Task item: Starting with the first line of the records, write out each line exactly until you have included the line containing "Target = onion dome on tower".
** Exercise materials follows **
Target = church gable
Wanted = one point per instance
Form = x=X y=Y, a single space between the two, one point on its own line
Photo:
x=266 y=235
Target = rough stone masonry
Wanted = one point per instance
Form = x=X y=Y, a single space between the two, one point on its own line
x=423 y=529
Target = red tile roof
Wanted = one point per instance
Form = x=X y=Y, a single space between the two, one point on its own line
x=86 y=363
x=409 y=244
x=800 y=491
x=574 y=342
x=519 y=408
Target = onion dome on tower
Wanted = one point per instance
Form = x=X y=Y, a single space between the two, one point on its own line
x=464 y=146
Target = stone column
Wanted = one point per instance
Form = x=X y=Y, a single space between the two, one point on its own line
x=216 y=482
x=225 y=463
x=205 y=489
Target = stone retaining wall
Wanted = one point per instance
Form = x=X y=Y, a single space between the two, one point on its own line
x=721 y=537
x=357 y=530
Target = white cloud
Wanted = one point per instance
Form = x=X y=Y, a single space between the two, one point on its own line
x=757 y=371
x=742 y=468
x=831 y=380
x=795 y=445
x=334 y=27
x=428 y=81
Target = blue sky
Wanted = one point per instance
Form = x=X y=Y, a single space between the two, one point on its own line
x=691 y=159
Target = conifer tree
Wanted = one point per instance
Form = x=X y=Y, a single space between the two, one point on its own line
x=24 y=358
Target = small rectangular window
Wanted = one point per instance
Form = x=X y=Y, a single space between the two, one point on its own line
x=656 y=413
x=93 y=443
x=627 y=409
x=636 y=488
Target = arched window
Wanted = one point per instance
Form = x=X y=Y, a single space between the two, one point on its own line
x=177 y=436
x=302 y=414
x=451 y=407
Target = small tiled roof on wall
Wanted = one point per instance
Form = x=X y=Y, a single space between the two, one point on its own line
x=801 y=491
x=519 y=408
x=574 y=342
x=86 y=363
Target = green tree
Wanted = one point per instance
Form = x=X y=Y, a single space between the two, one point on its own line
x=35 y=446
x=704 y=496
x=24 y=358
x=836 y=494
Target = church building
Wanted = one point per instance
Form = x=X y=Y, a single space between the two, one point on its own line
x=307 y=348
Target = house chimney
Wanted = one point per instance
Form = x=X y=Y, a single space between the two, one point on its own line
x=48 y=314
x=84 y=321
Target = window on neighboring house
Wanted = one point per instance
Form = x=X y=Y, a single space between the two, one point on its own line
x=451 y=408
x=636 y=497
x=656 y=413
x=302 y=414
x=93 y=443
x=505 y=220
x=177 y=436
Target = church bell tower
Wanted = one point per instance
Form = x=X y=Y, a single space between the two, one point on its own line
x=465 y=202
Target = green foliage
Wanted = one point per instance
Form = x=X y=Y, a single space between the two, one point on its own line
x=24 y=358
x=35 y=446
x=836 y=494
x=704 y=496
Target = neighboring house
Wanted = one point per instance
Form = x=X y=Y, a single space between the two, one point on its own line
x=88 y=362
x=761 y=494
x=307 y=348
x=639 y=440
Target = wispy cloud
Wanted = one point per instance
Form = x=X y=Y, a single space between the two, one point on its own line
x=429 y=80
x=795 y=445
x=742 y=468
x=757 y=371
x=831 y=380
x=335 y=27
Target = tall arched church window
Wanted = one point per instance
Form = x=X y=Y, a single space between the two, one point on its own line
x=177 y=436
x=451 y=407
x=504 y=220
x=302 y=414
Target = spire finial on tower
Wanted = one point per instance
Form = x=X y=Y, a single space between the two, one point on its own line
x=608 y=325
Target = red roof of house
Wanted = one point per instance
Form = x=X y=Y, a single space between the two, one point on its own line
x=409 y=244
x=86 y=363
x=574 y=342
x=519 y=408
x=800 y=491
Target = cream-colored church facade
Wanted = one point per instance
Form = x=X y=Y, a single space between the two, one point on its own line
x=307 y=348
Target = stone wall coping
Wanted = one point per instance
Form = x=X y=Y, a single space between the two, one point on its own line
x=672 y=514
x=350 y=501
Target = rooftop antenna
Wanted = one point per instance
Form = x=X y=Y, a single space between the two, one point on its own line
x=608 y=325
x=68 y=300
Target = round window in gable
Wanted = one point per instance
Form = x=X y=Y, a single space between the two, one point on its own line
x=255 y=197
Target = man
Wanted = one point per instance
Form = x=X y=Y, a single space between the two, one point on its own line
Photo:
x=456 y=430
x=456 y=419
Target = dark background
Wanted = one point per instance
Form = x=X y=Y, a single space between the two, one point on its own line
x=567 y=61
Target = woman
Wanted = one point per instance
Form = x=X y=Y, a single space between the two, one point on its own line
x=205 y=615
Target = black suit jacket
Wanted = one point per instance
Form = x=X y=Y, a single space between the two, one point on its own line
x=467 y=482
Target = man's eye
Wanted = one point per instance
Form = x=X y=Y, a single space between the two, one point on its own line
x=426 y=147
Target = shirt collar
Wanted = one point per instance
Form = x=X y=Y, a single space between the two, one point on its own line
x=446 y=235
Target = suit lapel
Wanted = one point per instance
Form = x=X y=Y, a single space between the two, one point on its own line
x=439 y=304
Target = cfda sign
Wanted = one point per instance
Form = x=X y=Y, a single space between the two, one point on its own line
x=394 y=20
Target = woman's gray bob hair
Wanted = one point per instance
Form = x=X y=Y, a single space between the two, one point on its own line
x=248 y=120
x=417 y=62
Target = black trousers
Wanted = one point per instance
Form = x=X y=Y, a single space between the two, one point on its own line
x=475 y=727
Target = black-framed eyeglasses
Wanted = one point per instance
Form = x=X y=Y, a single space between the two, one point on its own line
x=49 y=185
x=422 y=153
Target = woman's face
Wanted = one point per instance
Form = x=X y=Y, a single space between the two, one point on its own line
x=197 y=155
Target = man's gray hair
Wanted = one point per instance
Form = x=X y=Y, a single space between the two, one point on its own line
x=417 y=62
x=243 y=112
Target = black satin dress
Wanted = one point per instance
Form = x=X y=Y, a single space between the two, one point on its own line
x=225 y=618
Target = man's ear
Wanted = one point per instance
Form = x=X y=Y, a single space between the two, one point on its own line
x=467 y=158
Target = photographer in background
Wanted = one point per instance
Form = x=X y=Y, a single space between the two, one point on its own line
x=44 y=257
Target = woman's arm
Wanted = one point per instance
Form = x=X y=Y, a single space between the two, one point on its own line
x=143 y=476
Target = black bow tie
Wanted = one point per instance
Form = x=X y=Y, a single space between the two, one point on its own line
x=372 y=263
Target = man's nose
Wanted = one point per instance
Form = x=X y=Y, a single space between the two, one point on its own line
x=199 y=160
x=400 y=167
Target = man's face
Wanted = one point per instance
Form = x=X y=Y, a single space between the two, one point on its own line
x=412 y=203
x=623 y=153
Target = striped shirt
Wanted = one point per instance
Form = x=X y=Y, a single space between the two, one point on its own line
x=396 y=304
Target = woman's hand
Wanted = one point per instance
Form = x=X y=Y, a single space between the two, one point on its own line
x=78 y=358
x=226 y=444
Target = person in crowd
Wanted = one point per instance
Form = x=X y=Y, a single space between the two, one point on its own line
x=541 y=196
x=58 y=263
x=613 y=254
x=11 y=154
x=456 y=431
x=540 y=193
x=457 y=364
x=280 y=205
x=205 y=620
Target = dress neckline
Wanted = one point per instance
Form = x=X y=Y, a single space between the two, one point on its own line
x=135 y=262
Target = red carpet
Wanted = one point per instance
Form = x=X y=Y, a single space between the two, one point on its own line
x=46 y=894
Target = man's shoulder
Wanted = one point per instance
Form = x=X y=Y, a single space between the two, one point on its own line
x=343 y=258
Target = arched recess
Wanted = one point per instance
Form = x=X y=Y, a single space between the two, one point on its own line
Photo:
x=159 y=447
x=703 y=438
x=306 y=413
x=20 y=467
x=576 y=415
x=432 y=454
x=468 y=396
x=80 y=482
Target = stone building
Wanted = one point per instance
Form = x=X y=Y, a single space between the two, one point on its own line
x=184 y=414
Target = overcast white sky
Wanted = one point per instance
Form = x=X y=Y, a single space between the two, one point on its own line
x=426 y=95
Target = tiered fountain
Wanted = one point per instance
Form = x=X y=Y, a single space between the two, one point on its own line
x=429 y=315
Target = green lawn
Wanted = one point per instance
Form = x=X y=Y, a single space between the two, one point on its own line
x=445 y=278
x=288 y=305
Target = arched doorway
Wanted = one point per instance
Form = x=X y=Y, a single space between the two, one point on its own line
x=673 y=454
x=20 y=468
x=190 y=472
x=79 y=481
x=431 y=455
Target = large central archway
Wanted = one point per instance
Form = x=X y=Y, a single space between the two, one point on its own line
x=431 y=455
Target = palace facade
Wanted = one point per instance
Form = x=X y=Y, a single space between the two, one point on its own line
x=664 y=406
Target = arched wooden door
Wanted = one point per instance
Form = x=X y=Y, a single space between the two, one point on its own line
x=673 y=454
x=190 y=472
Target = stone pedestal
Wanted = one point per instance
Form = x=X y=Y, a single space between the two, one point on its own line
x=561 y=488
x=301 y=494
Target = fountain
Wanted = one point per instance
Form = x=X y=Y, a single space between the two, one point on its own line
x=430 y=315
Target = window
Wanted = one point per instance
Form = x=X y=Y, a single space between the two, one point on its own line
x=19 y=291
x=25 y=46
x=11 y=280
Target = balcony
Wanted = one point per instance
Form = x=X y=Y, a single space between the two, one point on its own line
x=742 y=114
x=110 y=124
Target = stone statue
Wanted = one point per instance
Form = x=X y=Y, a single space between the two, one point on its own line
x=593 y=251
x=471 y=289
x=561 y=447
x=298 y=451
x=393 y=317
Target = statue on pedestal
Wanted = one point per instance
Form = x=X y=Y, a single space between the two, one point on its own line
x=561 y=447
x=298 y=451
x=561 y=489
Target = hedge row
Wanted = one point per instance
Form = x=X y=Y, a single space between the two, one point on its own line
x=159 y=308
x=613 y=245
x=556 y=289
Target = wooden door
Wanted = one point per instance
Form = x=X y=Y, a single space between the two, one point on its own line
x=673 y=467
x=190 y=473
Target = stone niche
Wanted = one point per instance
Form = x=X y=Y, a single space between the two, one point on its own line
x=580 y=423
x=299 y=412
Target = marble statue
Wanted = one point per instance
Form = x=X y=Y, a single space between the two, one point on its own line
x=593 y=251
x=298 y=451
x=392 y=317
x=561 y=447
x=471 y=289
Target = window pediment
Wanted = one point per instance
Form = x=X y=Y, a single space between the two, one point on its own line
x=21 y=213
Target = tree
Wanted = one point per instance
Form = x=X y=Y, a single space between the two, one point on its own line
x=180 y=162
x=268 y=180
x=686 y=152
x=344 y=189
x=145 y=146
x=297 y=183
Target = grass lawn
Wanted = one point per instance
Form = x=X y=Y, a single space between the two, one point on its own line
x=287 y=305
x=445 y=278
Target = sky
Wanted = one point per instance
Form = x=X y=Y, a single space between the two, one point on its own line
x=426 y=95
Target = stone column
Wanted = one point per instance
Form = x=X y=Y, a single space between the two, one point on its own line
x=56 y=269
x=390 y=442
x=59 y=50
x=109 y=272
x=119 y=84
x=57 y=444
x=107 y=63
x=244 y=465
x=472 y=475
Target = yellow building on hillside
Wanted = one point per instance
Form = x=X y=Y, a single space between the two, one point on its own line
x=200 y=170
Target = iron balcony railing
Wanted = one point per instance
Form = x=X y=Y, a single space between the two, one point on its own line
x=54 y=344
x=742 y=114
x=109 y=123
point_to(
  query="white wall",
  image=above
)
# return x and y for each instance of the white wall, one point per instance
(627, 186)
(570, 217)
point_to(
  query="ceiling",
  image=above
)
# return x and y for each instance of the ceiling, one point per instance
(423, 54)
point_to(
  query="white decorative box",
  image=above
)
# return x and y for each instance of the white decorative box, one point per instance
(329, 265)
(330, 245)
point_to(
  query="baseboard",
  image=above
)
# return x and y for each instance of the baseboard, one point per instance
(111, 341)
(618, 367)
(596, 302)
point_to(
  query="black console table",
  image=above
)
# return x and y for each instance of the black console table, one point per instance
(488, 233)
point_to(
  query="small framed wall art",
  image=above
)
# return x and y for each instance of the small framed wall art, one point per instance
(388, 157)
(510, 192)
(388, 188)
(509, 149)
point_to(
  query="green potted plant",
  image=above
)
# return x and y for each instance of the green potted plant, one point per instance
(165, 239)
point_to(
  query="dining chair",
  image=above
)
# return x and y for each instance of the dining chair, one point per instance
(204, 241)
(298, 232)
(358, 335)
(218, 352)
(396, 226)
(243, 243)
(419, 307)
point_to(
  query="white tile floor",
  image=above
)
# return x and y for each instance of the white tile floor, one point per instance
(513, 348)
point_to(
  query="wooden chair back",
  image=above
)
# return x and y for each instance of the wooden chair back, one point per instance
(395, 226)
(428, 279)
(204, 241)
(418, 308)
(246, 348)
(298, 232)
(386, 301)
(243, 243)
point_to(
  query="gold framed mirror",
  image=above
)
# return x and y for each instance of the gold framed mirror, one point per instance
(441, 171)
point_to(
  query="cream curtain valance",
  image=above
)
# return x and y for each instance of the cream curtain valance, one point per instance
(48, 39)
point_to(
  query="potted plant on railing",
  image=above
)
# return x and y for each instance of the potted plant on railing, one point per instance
** End of Exercise materials **
Exercise output:
Target = church gable
Wanted = one point per instance
Form = x=X y=Y, a single space between the two, one point on its own line
Photo:
x=266 y=235
Target = rough stone masonry
Wanted = one point per instance
Form = x=X y=Y, a single space between the two, one point on its own line
x=423 y=529
Target = red tile roof
Wanted = one point per instance
Form = x=X y=Y, a single space between the two, one point on its own line
x=86 y=363
x=409 y=244
x=800 y=491
x=574 y=342
x=519 y=408
Target = onion dome on tower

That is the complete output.